# Provided records
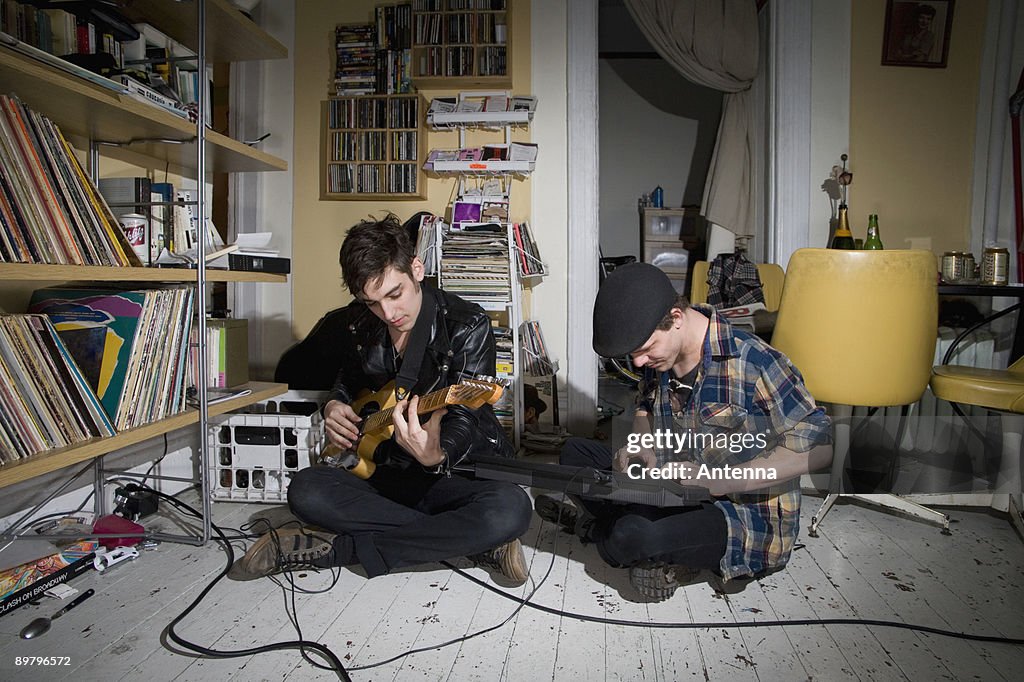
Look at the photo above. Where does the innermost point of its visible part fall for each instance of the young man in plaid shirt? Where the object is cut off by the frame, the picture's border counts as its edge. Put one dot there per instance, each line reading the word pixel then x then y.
pixel 719 409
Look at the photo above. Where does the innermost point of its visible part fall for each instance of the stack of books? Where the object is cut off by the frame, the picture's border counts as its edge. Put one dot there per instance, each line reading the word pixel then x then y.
pixel 355 49
pixel 50 211
pixel 475 265
pixel 131 345
pixel 45 400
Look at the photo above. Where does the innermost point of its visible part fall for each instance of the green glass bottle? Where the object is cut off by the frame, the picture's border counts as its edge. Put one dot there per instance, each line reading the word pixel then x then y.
pixel 843 238
pixel 873 242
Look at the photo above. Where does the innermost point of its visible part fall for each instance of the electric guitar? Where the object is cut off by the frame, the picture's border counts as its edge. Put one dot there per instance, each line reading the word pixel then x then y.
pixel 376 427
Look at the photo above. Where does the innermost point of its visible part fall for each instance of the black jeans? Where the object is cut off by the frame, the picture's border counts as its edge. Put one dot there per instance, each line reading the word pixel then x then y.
pixel 627 535
pixel 403 517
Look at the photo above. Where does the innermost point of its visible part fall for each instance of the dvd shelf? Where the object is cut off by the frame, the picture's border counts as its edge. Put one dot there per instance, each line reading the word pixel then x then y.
pixel 483 255
pixel 461 42
pixel 374 147
pixel 102 115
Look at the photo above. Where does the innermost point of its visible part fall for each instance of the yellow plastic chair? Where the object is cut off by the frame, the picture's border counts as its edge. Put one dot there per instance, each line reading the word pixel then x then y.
pixel 860 326
pixel 1001 391
pixel 772 278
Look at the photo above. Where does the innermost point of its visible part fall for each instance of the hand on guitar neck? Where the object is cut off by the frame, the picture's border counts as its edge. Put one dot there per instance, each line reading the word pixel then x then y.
pixel 355 431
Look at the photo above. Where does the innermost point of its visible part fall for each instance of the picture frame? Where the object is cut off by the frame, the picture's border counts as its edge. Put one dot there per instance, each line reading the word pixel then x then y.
pixel 918 33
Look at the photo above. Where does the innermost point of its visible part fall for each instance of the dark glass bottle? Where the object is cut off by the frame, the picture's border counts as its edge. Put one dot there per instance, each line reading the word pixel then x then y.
pixel 843 238
pixel 873 242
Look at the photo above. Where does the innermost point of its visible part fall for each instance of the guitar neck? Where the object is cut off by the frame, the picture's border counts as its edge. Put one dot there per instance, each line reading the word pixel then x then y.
pixel 428 403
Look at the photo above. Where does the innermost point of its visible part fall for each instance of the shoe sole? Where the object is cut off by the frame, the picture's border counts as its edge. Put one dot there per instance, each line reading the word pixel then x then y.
pixel 555 512
pixel 241 571
pixel 653 584
pixel 514 563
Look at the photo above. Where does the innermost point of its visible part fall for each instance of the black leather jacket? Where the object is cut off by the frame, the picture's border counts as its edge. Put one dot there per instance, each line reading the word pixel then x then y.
pixel 461 346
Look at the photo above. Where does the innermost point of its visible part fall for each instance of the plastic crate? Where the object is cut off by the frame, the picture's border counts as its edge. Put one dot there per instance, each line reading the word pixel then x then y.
pixel 256 452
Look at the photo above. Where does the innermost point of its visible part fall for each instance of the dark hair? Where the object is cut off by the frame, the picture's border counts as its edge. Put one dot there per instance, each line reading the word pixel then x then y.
pixel 682 303
pixel 373 246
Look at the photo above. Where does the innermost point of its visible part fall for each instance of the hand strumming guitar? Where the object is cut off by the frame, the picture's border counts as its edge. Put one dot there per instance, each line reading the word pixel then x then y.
pixel 421 440
pixel 341 424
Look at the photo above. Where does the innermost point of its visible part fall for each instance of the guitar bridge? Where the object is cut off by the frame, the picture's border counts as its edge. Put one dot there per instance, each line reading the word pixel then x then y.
pixel 504 382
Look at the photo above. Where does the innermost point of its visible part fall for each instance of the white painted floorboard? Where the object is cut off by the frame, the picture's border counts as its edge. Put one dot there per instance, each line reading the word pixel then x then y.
pixel 865 564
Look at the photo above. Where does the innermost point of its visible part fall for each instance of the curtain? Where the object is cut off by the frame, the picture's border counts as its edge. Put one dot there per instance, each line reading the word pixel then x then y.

# What to do
Can you reproduce the lines of the data above, starting at the line that contains "of the shoe" and ending after the line that contains "pixel 514 563"?

# Output of the task
Look at the photo above. Where does the innermost point of its visible part fall for each instance of the shoe sole? Where the object is cut off by the frame, the picture's border counts as its edge. Put one dot there per instance, each line reading the word pixel then x then y.
pixel 555 512
pixel 241 571
pixel 653 584
pixel 514 563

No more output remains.